◆ Brief ◆
Rewrite the lines from the one holding "Target: grassy path" through the end of the records, inclusive, changing "Entries" to "Points" and leaving everything else as it stands.
>> start Data section
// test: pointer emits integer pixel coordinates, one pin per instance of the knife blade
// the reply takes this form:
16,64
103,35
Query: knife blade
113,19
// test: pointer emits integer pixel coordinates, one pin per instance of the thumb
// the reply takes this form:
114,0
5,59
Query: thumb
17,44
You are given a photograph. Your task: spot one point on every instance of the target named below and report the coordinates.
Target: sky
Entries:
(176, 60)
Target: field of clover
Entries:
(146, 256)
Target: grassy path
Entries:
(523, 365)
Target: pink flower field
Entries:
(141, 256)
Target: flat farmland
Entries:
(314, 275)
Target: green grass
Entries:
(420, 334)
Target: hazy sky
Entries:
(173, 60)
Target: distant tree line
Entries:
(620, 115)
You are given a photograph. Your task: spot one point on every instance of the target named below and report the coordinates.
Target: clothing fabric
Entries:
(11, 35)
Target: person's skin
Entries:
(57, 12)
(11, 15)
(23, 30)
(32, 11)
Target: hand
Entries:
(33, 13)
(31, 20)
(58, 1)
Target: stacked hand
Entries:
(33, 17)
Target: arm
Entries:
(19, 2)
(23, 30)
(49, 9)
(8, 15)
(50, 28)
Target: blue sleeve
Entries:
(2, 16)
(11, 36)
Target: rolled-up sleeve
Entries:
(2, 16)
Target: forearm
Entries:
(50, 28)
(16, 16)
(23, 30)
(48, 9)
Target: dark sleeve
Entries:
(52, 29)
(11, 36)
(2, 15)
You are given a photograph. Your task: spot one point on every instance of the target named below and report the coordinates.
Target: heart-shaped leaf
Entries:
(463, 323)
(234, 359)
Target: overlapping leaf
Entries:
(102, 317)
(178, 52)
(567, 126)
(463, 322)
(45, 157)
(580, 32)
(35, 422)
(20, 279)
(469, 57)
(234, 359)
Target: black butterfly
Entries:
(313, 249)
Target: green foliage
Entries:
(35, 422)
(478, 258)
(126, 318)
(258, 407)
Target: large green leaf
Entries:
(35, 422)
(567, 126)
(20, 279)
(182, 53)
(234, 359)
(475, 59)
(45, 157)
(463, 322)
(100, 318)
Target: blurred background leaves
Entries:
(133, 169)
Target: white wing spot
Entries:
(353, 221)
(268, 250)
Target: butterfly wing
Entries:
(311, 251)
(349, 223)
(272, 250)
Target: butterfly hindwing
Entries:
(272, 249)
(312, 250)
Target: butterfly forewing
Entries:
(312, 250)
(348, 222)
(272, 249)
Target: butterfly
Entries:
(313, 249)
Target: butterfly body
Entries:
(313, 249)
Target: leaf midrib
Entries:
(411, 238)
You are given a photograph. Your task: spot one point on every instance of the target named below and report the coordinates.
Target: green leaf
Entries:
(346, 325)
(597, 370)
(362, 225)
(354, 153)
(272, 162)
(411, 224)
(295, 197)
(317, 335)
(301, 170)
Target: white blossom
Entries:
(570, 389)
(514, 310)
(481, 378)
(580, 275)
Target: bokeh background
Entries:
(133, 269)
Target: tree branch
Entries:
>> end Data section
◆ Answer to the task ◆
Target: grassy path
Points:
(523, 365)
Target: pink flower field
Points:
(141, 256)
Target: flat farmland
Points:
(314, 275)
Target: green grass
Points:
(420, 334)
Target: hazy sky
Points:
(173, 60)
Target: distant tree line
Points:
(620, 115)
You are given a photograph. Your task: spot one point on every instance of the target named below and report the coordinates.
Target: clothing fabric
Points:
(11, 35)
Target: person's skin
Points:
(57, 12)
(11, 15)
(23, 30)
(32, 11)
Target: hand
Points:
(33, 13)
(31, 20)
(58, 1)
Target: stacked hand
Points:
(33, 17)
Target: arm
Points:
(19, 2)
(23, 30)
(49, 9)
(8, 15)
(50, 28)
Target: blue sleeve
Points:
(2, 16)
(11, 36)
Target: rolled-up sleeve
Points:
(2, 16)
Target: forearm
Points:
(50, 28)
(16, 16)
(23, 30)
(48, 9)
Target: dark sleeve
Points:
(52, 29)
(11, 36)
(2, 15)
You are given a photograph. Your task: spot one point on every instance of the target named below and report the coordinates.
Target: heart-shaped leaf
Points:
(463, 323)
(234, 359)
Target: overlapping leaf
Points:
(102, 317)
(178, 52)
(567, 126)
(463, 322)
(45, 157)
(580, 32)
(35, 422)
(20, 279)
(469, 57)
(234, 359)
Target: black butterfly
Points:
(313, 249)
Target: green foliage
Points:
(35, 422)
(478, 258)
(126, 318)
(258, 407)
Target: large green leaf
Points:
(35, 422)
(567, 126)
(20, 279)
(182, 53)
(234, 359)
(475, 59)
(45, 157)
(463, 322)
(100, 318)
Target: blurred background leaves
Points:
(133, 169)
Target: white wing spot
Points:
(353, 221)
(268, 250)
Target: butterfly wing
Points:
(311, 251)
(349, 223)
(272, 250)
Target: butterfly hindwing
Points:
(272, 249)
(312, 250)
Target: butterfly forewing
Points:
(312, 250)
(348, 222)
(272, 249)
Target: butterfly
Points:
(313, 249)
Target: butterfly body
Points:
(313, 249)
Target: leaf midrib
Points:
(411, 238)
You are given a photograph. Your task: spot one point on every instance of the target named below and report the coordinates.
Target: green leaf
Points:
(346, 325)
(597, 370)
(362, 225)
(354, 153)
(272, 162)
(411, 224)
(295, 197)
(317, 335)
(301, 170)
Target: white blossom
Points:
(570, 389)
(514, 310)
(481, 378)
(580, 275)
Target: bokeh background
Points:
(133, 269)
Target: tree branch
Points:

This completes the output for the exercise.